> _The data_:
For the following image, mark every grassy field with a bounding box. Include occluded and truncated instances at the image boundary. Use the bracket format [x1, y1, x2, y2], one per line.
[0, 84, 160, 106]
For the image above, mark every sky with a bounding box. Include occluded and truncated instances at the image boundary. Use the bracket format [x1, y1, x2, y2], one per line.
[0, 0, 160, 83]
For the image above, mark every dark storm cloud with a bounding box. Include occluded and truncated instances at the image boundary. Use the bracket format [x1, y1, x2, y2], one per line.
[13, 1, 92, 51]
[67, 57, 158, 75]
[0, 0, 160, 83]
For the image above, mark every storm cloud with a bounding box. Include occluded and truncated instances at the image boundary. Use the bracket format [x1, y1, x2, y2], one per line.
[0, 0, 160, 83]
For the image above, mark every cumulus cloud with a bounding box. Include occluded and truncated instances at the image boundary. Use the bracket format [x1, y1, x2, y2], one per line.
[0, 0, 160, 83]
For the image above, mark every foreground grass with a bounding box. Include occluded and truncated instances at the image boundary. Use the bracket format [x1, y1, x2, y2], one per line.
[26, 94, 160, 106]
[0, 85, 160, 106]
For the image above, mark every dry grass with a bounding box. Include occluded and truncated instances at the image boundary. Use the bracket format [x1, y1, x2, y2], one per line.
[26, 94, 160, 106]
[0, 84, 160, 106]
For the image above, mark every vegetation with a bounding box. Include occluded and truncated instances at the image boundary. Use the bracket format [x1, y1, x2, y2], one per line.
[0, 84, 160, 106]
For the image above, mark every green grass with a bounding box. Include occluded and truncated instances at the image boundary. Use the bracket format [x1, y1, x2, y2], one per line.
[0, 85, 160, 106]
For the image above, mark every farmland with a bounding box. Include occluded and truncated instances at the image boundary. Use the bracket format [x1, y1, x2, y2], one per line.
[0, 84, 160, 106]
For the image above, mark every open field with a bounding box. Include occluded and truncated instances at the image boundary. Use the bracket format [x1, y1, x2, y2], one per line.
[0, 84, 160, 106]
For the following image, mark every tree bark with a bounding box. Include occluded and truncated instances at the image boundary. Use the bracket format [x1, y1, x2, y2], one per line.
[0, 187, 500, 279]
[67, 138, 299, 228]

> _Exercise brief_:
Your task is to print the whole listing again exactly.

> _Final result_:
For the following image, mark every grassy field with a bounding box. Include occluded and truncated instances at the image boundary. Use the bracket format [x1, y1, x2, y2], one per line.
[0, 84, 160, 106]
For the image above, mark every sky with a bounding box. Include occluded and truncated instances at the image boundary. Use the bracket format [x1, y1, x2, y2], one per line.
[0, 0, 160, 83]
For the image above, mark every dark storm cloud with a bounding box. Include occluded and truncated instances at the image boundary. Use the bracket format [x1, y1, x2, y2], one per line.
[13, 1, 92, 51]
[67, 57, 158, 75]
[0, 0, 160, 83]
For the image above, mark every storm cloud with a bounding box. Include occluded and truncated instances at the image boundary. Use the bracket format [x1, y1, x2, y2], one per line.
[0, 0, 160, 83]
For the image above, mark every cumulus cloud with a bounding box. Include occluded and truncated instances at the image boundary. Use the bracket format [x1, y1, x2, y2], one per line.
[0, 0, 160, 83]
For the image above, mark every foreground grass with a bounding box. Include occluded and truncated instances at the image boundary. Use the bracket format [x1, y1, x2, y2], one per line.
[26, 94, 160, 106]
[0, 85, 160, 106]
For the image above, mark every dry grass with a bounding box. Include occluded and truncated instances at the image boundary. Use the bracket format [x1, y1, x2, y2], one per line.
[26, 94, 160, 106]
[0, 84, 160, 106]
For the image above, mark every vegetation with a bounding box. Include occluded and truncated instances at the image boundary. Use the bracket format [x1, y1, x2, y2], one per line.
[0, 84, 160, 106]
For the image above, mark every green grass with a bounding box. Include occluded and truncated instances at the image boundary. Use the bracket format [x1, y1, x2, y2], one per line.
[0, 85, 160, 106]
For the image above, mark every farmland with a bounding box. Include occluded and truncated instances at the image boundary. Use the bracket format [x1, y1, x2, y2], one per line.
[0, 84, 160, 106]
For the image above, mark every open field with a bounding box. Include occluded and truncated instances at the image boundary. Use the bracket format [x1, y1, x2, y2], one per line.
[0, 84, 160, 106]
For the following image, mark every tree bark with a bounding box. Include occluded and truncated instances at the image boundary. Use the bracket format [x1, y1, x2, y2], one per line.
[0, 187, 500, 279]
[67, 138, 299, 228]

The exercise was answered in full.